[The data — start]

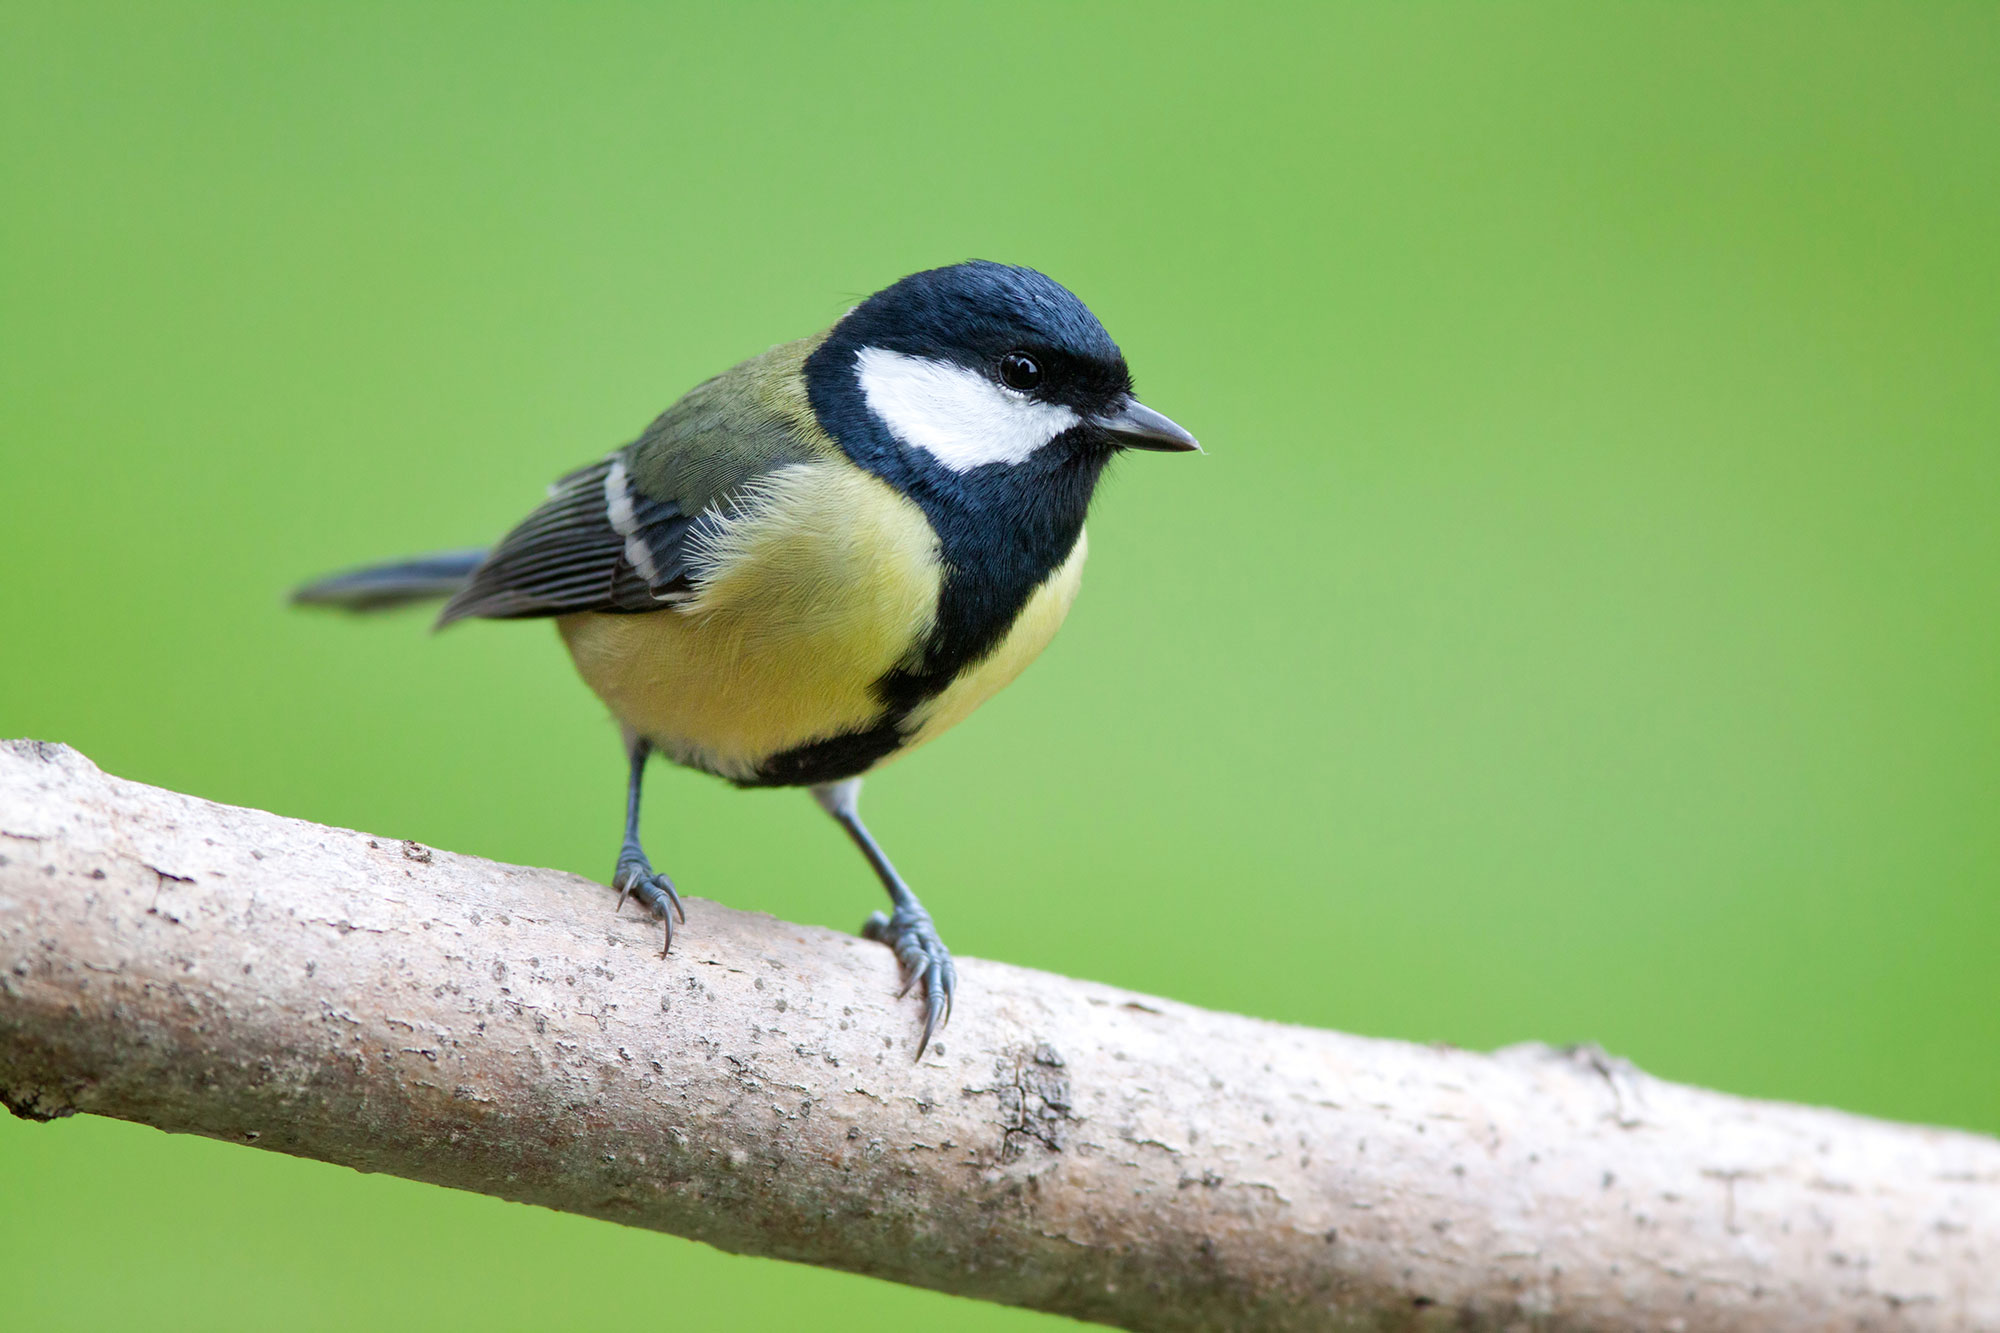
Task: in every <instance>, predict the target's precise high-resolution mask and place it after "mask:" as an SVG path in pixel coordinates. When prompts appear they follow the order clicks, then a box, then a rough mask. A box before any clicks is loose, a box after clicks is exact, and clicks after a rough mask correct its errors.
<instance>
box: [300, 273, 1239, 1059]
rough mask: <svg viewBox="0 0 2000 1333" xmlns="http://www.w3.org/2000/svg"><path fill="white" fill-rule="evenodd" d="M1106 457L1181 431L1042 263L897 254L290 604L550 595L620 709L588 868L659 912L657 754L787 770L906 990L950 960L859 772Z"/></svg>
mask: <svg viewBox="0 0 2000 1333" xmlns="http://www.w3.org/2000/svg"><path fill="white" fill-rule="evenodd" d="M1124 450H1156V452H1190V450H1200V444H1198V442H1196V438H1194V436H1192V434H1190V432H1188V430H1184V428H1182V426H1178V424H1176V422H1174V420H1172V418H1168V416H1164V414H1162V412H1156V410H1154V408H1150V406H1146V404H1142V402H1140V400H1138V398H1136V396H1134V390H1132V372H1130V368H1128V366H1126V358H1124V354H1122V352H1120V350H1118V344H1116V342H1112V336H1110V334H1108V332H1106V330H1104V324H1102V322H1098V318H1096V316H1094V314H1092V312H1090V308H1088V306H1086V304H1084V302H1082V300H1080V298H1078V296H1074V294H1072V292H1070V290H1068V288H1064V286H1062V284H1060V282H1056V280H1054V278H1048V276H1046V274H1042V272H1038V270H1034V268H1022V266H1014V264H998V262H990V260H968V262H960V264H948V266H942V268H930V270H924V272H916V274H910V276H906V278H902V280H898V282H894V284H892V286H888V288H884V290H880V292H876V294H872V296H868V298H866V300H862V302H860V304H858V306H854V308H850V310H848V312H846V314H844V316H842V318H840V320H838V322H834V324H832V328H828V330H824V332H820V334H814V336H808V338H800V340H794V342H782V344H778V346H772V348H770V350H768V352H764V354H760V356H752V358H750V360H744V362H740V364H736V366H734V368H730V370H724V372H722V374H718V376H714V378H710V380H706V382H702V384H698V386H694V388H692V390H688V392H686V394H684V396H682V398H680V400H676V402H674V404H672V406H670V408H668V410H666V412H662V414H660V416H658V418H656V420H654V422H652V424H650V426H646V430H644V432H640V436H638V438H636V440H632V442H630V444H626V446H622V448H618V450H614V452H610V454H606V456H604V458H600V460H596V462H592V464H590V466H584V468H578V470H574V472H570V474H566V476H562V478H560V480H556V482H554V484H552V486H550V488H548V498H546V500H544V502H542V506H540V508H536V510H534V512H530V514H528V516H526V518H522V520H520V524H516V526H514V530H510V532H508V534H506V536H504V538H500V542H498V544H496V546H492V548H470V550H442V552H434V554H424V556H414V558H406V560H394V562H386V564H370V566H362V568H352V570H346V572H340V574H332V576H326V578H320V580H316V582H310V584H306V586H300V588H298V590H296V592H294V594H292V600H294V602H298V604H308V606H334V608H348V610H382V608H390V606H402V604H410V602H422V600H438V598H442V600H444V608H442V612H440V614H438V620H436V628H444V626H448V624H454V622H458V620H468V618H488V620H516V618H552V620H554V622H556V630H558V632H560V636H562V642H564V644H566V646H568V650H570V656H572V660H574V664H576V671H578V675H580V677H582V681H584V685H588V687H590V691H594V693H596V697H598V699H600V701H602V703H604V705H606V709H608V711H610V715H612V719H616V723H618V727H620V735H622V741H624V755H626V809H624V841H622V843H620V849H618V861H616V869H614V873H612V885H610V887H612V889H616V891H618V905H620V907H622V905H624V901H626V899H628V897H632V899H638V901H640V903H642V905H644V909H648V911H650V913H652V915H654V917H656V919H658V921H662V923H664V935H666V939H664V945H662V957H664V955H666V953H668V951H670V949H672V943H674V925H676V921H680V923H682V925H684V923H686V911H684V909H682V903H680V895H678V891H676V889H674V881H672V879H670V877H668V875H664V873H658V871H656V869H654V865H652V861H650V857H648V855H646V851H644V847H642V843H640V831H638V825H640V789H642V785H644V775H646V763H648V759H650V757H654V755H662V757H666V759H668V761H672V763H676V765H682V767H688V769H696V771H700V773H708V775H714V777H718V779H724V781H728V783H734V785H736V787H804V789H808V791H810V793H812V797H814V799H816V801H818V805H820V807H822V809H824V811H826V813H828V815H832V819H834V821H836V823H838V825H840V827H842V829H844V831H846V835H848V837H850V839H852V841H854V845H856V847H858V849H860V853H862V857H864V859H866V861H868V865H870V867H872V869H874V873H876V877H878V879H880V881H882V887H884V889H886V891H888V899H890V911H888V913H880V911H876V913H874V915H870V919H868V921H866V925H864V927H862V935H864V937H868V939H872V941H878V943H884V945H888V947H890V949H892V951H894V957H896V963H898V969H900V977H902V995H904V997H906V995H910V991H912V989H916V991H918V993H920V1001H922V1031H920V1037H918V1043H916V1059H922V1057H924V1051H926V1049H928V1047H930V1043H932V1037H934V1035H936V1033H938V1029H942V1027H944V1023H946V1021H948V1019H950V1011H952V999H954V991H956V977H958V973H956V965H954V963H952V955H950V951H948V949H946V947H944V941H942V939H940V935H938V929H936V925H934V921H932V917H930V913H928V911H926V909H924V905H922V901H920V899H918V897H916V893H912V891H910V887H908V885H906V883H904V879H902V877H900V875H898V873H896V867H894V865H892V863H890V859H888V855H886V853H884V851H882V845H880V843H878V841H876V839H874V835H872V833H870V831H868V825H864V823H862V817H860V789H862V781H864V777H868V775H870V773H874V771H876V769H880V767H882V765H886V763H890V761H892V759H898V757H902V755H906V753H910V751H912V749H916V747H920V745H924V743H928V741H932V739H936V737H938V735H940V733H944V731H948V729H950V727H954V725H956V723H960V721H964V717H966V715H970V713H972V711H974V709H976V707H978V705H982V703H984V701H986V699H990V697H992V695H994V693H996V691H1000V689H1002V687H1004V685H1008V683H1010V681H1014V677H1018V675H1020V673H1022V669H1024V667H1028V662H1030V660H1032V658H1034V656H1038V654H1040V652H1042V648H1044V646H1046V644H1048V642H1050V638H1052V636H1054V632H1056V628H1058V626H1060V624H1062V620H1064V616H1066V614H1068V610H1070V604H1072V600H1074V598H1076V590H1078V582H1080V576H1082V568H1084V556H1086V552H1088V536H1086V532H1084V516H1086V510H1088V506H1090V500H1092V494H1094V490H1096V486H1098V480H1100V476H1102V474H1104V468H1106V464H1108V462H1110V460H1112V458H1114V456H1116V454H1120V452H1124Z"/></svg>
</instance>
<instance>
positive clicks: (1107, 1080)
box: [0, 741, 2000, 1331]
mask: <svg viewBox="0 0 2000 1333" xmlns="http://www.w3.org/2000/svg"><path fill="white" fill-rule="evenodd" d="M688 915H690V923H688V929H686V931H684V933H680V935H678V937H676V945H674V957H672V959H668V961H666V963H662V961H660V955H658V945H656V933H654V929H652V927H650V925H648V923H642V921H638V919H634V917H624V919H616V917H612V915H610V911H608V891H604V889H602V887H600V885H592V883H588V881H582V879H578V877H574V875H558V873H556V871H530V869H520V867H508V865H494V863H490V861H478V859H472V857H456V855H450V853H442V851H432V849H426V847H418V845H414V843H400V841H390V839H370V837H368V835H362V833H348V831H342V829H324V827H318V825H308V823H300V821H294V819H280V817H276V815H266V813H260V811H242V809H232V807H222V805H212V803H208V801H198V799H194V797H182V795H176V793H168V791H158V789H152V787H142V785H138V783H126V781H120V779H114V777H106V775H102V773H98V771H96V769H94V767H92V765H90V763H88V761H86V759H82V757H80V755H76V753H74V751H70V749H66V747H58V745H40V743H28V741H16V743H4V745H0V1101H4V1103H6V1105H8V1107H10V1109H14V1111H16V1113H20V1115H28V1117H36V1119H48V1117H58V1115H68V1113H72V1111H90V1113H98V1115H114V1117H120V1119H130V1121H142V1123H146V1125H158V1127H160V1129H168V1131H182V1133H200V1135H210V1137H216V1139H230V1141H238V1143H254V1145H256V1147H264V1149H278V1151H282V1153H296V1155H302V1157H318V1159H324V1161H334V1163H344V1165H350V1167H360V1169H364V1171H388V1173H394V1175H404V1177H412V1179H420V1181H434V1183H438V1185H452V1187H458V1189H474V1191H480V1193H488V1195H500V1197H504V1199H524V1201H530V1203H540V1205H546V1207H552V1209H564V1211H572V1213H588V1215H592V1217H604V1219H610V1221H618V1223H628V1225H640V1227H654V1229H658V1231H670V1233H676V1235H686V1237H696V1239H702V1241H708V1243H712V1245H720V1247H724V1249H732V1251H740V1253H750V1255H776V1257H782V1259H796V1261H802V1263H818V1265H828V1267H838V1269H850V1271H856V1273H872V1275H876V1277H886V1279H892V1281H902V1283H916V1285H922V1287H936V1289H940V1291H954V1293H960V1295H970V1297H984V1299H990V1301H1006V1303H1012V1305H1028V1307H1036V1309H1046V1311H1060V1313H1066V1315H1076V1317H1080V1319H1098V1321H1104V1323H1114V1325H1122V1327H1128V1329H1402V1327H1460V1329H1512V1327H1530V1325H1532V1327H1538V1329H1634V1327H1646V1329H1758V1331H1764V1329H2000V1143H1996V1141H1992V1139H1984V1137H1976V1135H1966V1133H1952V1131H1942V1129H1914V1127H1902V1125H1886V1123H1880V1121H1868V1119H1860V1117H1852V1115H1842V1113H1836V1111H1816V1109H1806V1107H1792V1105H1776V1103H1754V1101H1744V1099H1736V1097H1724V1095H1720V1093H1704V1091H1698V1089H1688V1087H1676V1085H1670V1083H1662V1081H1656V1079H1650V1077H1646V1075H1642V1073H1638V1071H1636V1069H1632V1067H1630V1065H1626V1063H1622V1061H1614V1059H1608V1057H1604V1055H1602V1053H1596V1051H1570V1053H1558V1051H1550V1049H1546V1047H1512V1049H1506V1051H1500V1053H1498V1055H1472V1053H1466V1051H1452V1049H1432V1047H1414V1045H1404V1043H1394V1041H1370V1039H1362V1037H1344V1035H1338V1033H1322V1031H1310V1029H1300V1027H1284V1025H1278V1023H1262V1021H1256V1019H1244V1017H1234V1015H1220V1013H1204V1011H1200V1009H1190V1007H1186V1005H1176V1003H1172V1001H1160V999H1150V997H1142V995H1132V993H1126V991H1116V989H1112V987H1102V985H1094V983H1088V981H1068V979H1064V977H1050V975H1044V973H1032V971H1024V969H1018V967H1006V965H1002V963H982V961H976V959H962V961H960V991H958V1015H956V1019H954V1021H952V1027H950V1029H948V1031H946V1033H944V1039H942V1041H938V1043H936V1045H934V1047H932V1051H930V1055H928V1057H926V1059H924V1061H922V1065H914V1063H912V1061H910V1053H912V1041H914V1037H916V1027H918V1025H916V1011H914V1007H912V1005H914V1003H902V1005H898V1003H896V1001H894V991H896V971H894V963H892V959H890V953H888V951H886V949H880V947H876V945H868V943H864V941H858V939H852V937H846V935H836V933H832V931H820V929H810V927H794V925H786V923H782V921H774V919H770V917H762V915H754V913H736V911H730V909H726V907H718V905H714V903H700V901H690V905H688Z"/></svg>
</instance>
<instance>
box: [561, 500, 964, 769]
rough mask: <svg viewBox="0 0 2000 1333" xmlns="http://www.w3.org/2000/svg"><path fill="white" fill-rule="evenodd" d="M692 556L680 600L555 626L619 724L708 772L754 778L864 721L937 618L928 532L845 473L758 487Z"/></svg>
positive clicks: (570, 654) (932, 571)
mask: <svg viewBox="0 0 2000 1333" xmlns="http://www.w3.org/2000/svg"><path fill="white" fill-rule="evenodd" d="M702 554H704V562H706V566H708V570H710V572H708V574H706V576H704V578H702V580H700V582H698V584H696V590H694V596H692V598H690V600H686V602H680V604H676V606H672V608H670V610H660V612H652V614H596V612H586V614H574V616H562V618H560V620H558V626H560V630H562V638H564V642H566V644H568V648H570V656H574V658H576V669H578V673H582V677H584V681H586V683H588V685H590V689H592V691H596V693H598V697H600V699H602V701H604V703H606V705H608V707H610V711H612V713H614V715H616V717H618V721H622V723H624V725H628V727H632V729H634V731H636V733H640V735H642V737H646V739H648V741H652V743H654V745H656V747H660V749H662V751H664V753H666V755H668V757H672V759H674V761H678V763H684V765H690V767H696V769H704V771H708V773H716V775H720V777H728V779H752V777H754V775H756V769H758V765H760V763H762V761H764V759H768V757H772V755H778V753H782V751H790V749H796V747H800V745H806V743H810V741H822V739H826V737H836V735H842V733H848V731H860V729H864V727H868V725H870V723H874V721H878V719H880V715H882V705H880V701H878V699H876V697H874V693H872V691H870V687H872V685H874V683H876V681H880V679H882V677H884V675H886V673H890V671H894V669H896V667H902V664H910V658H912V652H914V650H916V648H918V646H920V644H922V642H924V636H926V634H928V632H930V626H932V622H934V620H936V610H938V582H940V576H942V566H940V562H938V536H936V532H934V530H932V526H930V522H928V520H926V518H924V512H922V510H920V508H918V506H916V504H914V502H910V500H906V498H904V496H902V494H898V492H896V490H894V488H890V486H888V484H886V482H882V480H878V478H874V476H870V474H866V472H862V470H858V468H854V466H844V464H836V462H800V464H792V466H788V468H782V470H778V472H774V474H770V476H768V478H762V480H760V482H756V486H754V488H752V494H748V496H746V498H744V502H740V504H738V506H734V510H732V512H730V518H728V520H726V522H724V524H720V528H718V530H716V534H714V536H712V538H710V540H708V542H706V544H704V550H702Z"/></svg>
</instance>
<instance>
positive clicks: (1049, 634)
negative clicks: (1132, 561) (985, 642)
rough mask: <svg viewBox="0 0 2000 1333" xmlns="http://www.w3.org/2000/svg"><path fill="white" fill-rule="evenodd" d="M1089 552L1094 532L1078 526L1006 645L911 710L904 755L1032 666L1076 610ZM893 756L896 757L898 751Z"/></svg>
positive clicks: (995, 648) (905, 743)
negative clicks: (1075, 600)
mask: <svg viewBox="0 0 2000 1333" xmlns="http://www.w3.org/2000/svg"><path fill="white" fill-rule="evenodd" d="M1086 554H1090V534H1088V532H1078V534H1076V544H1074V546H1072V548H1070V554H1068V556H1066V558H1064V560H1062V564H1060V566H1058V568H1056V572H1054V574H1050V576H1048V578H1046V580H1044V582H1042V586H1038V588H1036V590H1034V592H1032V594H1030V596H1028V604H1026V606H1022V608H1020V616H1016V618H1014V628H1010V630H1008V634H1006V638H1002V640H1000V646H996V648H994V650H992V654H988V656H986V658H982V660H980V662H976V664H972V667H970V669H966V671H964V673H960V675H958V679H956V681H952V683H950V685H948V687H946V689H944V691H942V693H938V695H936V697H932V699H930V701H928V703H924V705H920V707H918V709H916V713H912V715H910V719H908V723H904V731H906V733H908V735H910V741H908V743H904V747H902V751H898V755H900V753H904V751H912V749H916V747H918V745H924V743H926V741H934V739H936V737H940V735H944V733H946V731H950V729H952V727H956V725H958V723H962V721H966V715H968V713H972V711H974V709H978V707H980V705H982V703H986V701H988V699H992V697H994V695H998V693H1000V691H1002V689H1004V687H1006V685H1008V683H1012V681H1014V677H1018V675H1020V673H1022V671H1026V669H1028V662H1032V660H1034V658H1036V656H1040V652H1042V648H1046V646H1048V640H1050V638H1054V636H1056V630H1058V628H1062V620H1064V618H1066V616H1068V614H1070V604H1072V602H1074V600H1076V590H1078V588H1080V586H1082V582H1084V556H1086ZM890 759H894V755H892V757H890ZM884 763H886V761H884Z"/></svg>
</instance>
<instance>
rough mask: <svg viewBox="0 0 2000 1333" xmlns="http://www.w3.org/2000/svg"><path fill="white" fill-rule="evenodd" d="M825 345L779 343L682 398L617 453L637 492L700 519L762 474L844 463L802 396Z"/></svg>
mask: <svg viewBox="0 0 2000 1333" xmlns="http://www.w3.org/2000/svg"><path fill="white" fill-rule="evenodd" d="M824 340H826V334H824V332H822V334H816V336H812V338H798V340H796V342H780V344H778V346H774V348H770V350H768V352H764V354H762V356H752V358H750V360H744V362H738V364H736V366H730V368H728V370H724V372H722V374H718V376H714V378H710V380H704V382H700V384H696V386H694V388H690V390H688V392H686V394H682V396H680V400H676V402H674V406H670V408H666V410H664V412H660V416H658V418H654V422H652V424H650V426H646V430H644V432H642V434H640V436H638V438H636V440H632V442H630V444H626V448H624V450H622V452H624V456H626V470H628V474H630V478H632V486H634V490H638V492H640V494H644V496H648V498H652V500H658V502H664V504H670V506H674V508H676V510H678V512H682V514H700V512H702V510H708V508H714V506H716V504H720V502H726V500H728V496H730V494H732V492H736V490H740V488H742V486H744V484H748V482H750V480H754V478H758V476H762V474H766V472H776V470H778V468H784V466H788V464H796V462H838V460H844V454H842V452H840V446H838V444H834V440H832V436H828V434H826V430H824V428H822V426H820V422H818V418H816V416H814V412H812V402H810V400H808V396H806V378H804V362H806V358H808V356H810V354H812V352H814V350H816V348H818V346H820V344H822V342H824Z"/></svg>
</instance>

[The data — finish]

Work order. Can you put the lines of the material, from its start up to and including the line with "457L1181 431L1042 263L897", into a JSON list of strings with one string per line, skipping blank lines and leaving out the pictures?

Answer to the problem.
[
  "Task: in every <instance>, predict the target's precise high-resolution mask and place it after \"mask:\" as an SVG path in pixel coordinates. When prompts appear they follow the order clicks, then a box, then a rough mask. A box before any clicks is loose, a box after clicks is exact, and clicks after a rough mask correct its errors.",
  "<instance>",
  "box: [300, 273, 1239, 1059]",
  "rough mask: <svg viewBox=\"0 0 2000 1333\" xmlns=\"http://www.w3.org/2000/svg\"><path fill=\"white\" fill-rule=\"evenodd\" d=\"M1106 457L1181 431L1042 263L897 254L290 604L550 595L620 709L588 868L659 912L657 754L787 770L906 990L950 960L859 772Z\"/></svg>"
]